*** Items ***

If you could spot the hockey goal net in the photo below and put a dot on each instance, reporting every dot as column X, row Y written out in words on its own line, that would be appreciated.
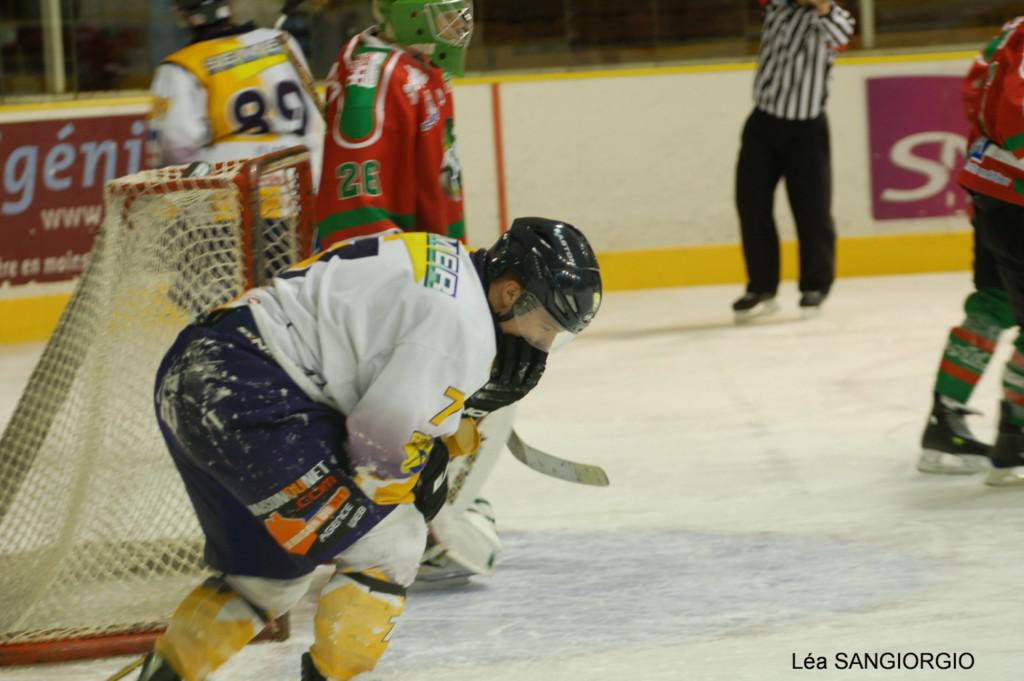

***
*** Items ***

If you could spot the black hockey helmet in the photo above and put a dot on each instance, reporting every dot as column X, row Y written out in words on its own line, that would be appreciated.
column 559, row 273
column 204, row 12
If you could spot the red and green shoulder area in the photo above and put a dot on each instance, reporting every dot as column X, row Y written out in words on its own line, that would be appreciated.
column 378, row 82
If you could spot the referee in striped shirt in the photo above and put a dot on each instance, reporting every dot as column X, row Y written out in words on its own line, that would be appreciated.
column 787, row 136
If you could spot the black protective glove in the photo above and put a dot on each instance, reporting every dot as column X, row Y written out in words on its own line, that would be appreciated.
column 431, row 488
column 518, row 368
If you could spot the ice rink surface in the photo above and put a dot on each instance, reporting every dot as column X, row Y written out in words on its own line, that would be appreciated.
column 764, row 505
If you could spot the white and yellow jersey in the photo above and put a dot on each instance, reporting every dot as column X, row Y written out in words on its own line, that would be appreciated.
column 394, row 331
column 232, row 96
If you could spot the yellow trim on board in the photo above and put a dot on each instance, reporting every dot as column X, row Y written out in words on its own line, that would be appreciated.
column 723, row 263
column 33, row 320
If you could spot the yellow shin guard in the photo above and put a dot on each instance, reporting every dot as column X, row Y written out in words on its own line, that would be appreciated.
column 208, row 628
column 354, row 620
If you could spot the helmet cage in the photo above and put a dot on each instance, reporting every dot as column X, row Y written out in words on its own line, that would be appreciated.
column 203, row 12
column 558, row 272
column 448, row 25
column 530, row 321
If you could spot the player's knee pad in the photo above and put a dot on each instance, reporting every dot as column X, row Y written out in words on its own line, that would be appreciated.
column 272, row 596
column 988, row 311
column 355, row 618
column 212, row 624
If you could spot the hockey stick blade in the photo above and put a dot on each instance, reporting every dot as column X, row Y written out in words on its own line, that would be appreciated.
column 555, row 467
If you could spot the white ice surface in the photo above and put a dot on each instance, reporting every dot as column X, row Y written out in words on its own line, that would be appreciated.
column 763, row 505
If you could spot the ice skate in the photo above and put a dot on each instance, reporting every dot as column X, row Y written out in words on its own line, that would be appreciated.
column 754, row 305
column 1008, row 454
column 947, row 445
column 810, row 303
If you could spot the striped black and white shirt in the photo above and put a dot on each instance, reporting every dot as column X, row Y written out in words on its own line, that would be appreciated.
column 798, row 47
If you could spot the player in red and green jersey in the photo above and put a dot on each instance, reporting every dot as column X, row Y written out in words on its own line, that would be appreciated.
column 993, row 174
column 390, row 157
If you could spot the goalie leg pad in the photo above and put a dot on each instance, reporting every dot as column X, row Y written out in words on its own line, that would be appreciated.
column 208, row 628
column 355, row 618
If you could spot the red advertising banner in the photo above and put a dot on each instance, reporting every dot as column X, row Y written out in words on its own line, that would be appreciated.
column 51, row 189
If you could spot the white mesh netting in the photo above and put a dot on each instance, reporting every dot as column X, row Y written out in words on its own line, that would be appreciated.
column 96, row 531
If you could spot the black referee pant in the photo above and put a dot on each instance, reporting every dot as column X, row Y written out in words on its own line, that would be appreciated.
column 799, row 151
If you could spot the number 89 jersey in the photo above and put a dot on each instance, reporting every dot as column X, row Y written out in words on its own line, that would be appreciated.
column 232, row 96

***

The exercise: Quote the listing from the line containing "If you could spot the goalie" through the line containing "column 799, row 151", inclusive, reproducing each line verbatim.

Result for this exercise:
If you could spot the goalie leg pad in the photo above and put a dot on each instance, reporting every dot as column X, row Y written out in words on its own line, that would be appreciated.
column 208, row 628
column 355, row 618
If you could spot the red advertising banner in the photo above and put a dot on each instance, reporting every dot as column X, row Y written out in words on its own line, that would be appreciated.
column 51, row 189
If you could spot the white mesh netting in the photo above and put a dot on each instance, reporting every dot as column X, row Y written out in words on its own line, that would be appreciated.
column 96, row 531
If you could spot the black referee pant in the photo above and put a dot on each instance, reporting every dot as column X, row Y written out in words on its own line, that would be appreciated.
column 799, row 151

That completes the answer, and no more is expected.